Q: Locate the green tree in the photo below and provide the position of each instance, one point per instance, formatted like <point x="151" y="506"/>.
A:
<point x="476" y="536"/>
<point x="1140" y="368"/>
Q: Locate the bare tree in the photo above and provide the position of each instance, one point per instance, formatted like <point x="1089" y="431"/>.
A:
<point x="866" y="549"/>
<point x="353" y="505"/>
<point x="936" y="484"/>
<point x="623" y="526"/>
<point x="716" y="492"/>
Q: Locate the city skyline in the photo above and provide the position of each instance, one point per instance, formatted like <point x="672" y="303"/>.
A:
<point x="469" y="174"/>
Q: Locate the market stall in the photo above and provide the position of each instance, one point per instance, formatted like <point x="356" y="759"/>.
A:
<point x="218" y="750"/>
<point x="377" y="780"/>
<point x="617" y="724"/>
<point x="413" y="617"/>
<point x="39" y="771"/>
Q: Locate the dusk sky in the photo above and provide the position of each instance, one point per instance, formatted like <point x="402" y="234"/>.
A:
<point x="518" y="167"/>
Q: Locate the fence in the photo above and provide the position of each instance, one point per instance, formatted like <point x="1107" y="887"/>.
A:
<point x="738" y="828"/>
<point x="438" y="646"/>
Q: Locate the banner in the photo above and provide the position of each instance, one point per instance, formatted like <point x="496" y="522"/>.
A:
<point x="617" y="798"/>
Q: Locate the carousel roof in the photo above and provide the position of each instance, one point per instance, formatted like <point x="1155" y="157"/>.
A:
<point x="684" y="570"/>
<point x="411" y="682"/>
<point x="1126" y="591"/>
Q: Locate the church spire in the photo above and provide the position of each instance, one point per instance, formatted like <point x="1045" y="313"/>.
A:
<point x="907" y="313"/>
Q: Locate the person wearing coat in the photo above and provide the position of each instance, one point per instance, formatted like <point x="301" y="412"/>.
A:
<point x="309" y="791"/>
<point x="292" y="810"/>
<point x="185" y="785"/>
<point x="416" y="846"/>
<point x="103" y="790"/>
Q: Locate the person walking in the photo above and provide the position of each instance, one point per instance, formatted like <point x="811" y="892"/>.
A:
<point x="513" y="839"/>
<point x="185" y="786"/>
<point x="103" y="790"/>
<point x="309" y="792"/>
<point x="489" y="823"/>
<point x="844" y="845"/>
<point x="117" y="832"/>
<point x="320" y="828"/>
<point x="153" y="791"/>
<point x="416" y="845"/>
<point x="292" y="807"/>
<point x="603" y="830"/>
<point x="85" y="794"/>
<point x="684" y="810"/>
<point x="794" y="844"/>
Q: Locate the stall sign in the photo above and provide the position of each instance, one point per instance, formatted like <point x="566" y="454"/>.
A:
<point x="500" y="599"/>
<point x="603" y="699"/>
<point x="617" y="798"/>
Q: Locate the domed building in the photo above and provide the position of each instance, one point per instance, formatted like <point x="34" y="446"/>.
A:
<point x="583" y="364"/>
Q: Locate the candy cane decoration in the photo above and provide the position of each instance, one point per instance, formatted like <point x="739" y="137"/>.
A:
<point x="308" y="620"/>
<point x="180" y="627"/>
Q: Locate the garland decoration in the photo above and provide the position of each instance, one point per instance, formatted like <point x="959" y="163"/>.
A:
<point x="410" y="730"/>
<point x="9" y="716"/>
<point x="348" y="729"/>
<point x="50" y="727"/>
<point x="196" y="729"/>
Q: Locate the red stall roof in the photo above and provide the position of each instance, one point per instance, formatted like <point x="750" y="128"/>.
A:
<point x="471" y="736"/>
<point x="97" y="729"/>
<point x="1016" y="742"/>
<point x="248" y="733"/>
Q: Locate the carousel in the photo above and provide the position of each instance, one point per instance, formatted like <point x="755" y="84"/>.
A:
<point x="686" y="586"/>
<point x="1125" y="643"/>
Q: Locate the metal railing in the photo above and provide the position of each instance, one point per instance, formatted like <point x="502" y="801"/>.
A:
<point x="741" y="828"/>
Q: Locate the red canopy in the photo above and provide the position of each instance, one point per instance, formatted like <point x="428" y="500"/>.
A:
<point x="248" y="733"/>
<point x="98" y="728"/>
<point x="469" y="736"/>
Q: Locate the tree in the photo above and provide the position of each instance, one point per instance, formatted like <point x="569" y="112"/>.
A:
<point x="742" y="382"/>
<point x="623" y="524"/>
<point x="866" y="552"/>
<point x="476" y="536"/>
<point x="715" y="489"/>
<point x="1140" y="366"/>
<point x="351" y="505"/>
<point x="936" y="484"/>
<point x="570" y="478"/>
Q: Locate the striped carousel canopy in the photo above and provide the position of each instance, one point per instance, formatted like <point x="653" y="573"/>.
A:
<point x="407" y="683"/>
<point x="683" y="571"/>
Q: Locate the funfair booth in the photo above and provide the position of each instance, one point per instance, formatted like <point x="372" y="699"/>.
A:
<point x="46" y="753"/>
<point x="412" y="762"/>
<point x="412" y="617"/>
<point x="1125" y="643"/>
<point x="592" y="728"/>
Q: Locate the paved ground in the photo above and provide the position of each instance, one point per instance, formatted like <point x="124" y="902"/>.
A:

● ● ● ● ●

» Task description: Begin with the line that contains "Q: Locate the striped" and end with the last line of the records; set down every line in that span exactly, and nothing else.

» The result:
Q: Locate the striped carousel canopy in the photo above and provide the position of each instance, one point per instance, formatted like <point x="653" y="573"/>.
A:
<point x="407" y="683"/>
<point x="683" y="571"/>
Q: Locate the funfair booth in the photo above and provide the position of each instance, one point per instance, formatted like <point x="372" y="699"/>.
A:
<point x="46" y="753"/>
<point x="412" y="762"/>
<point x="412" y="617"/>
<point x="1125" y="643"/>
<point x="592" y="728"/>
Q: Locate the paved ground in the photo above and provide the position of each instance, one point per instance, formatted like <point x="124" y="902"/>.
A:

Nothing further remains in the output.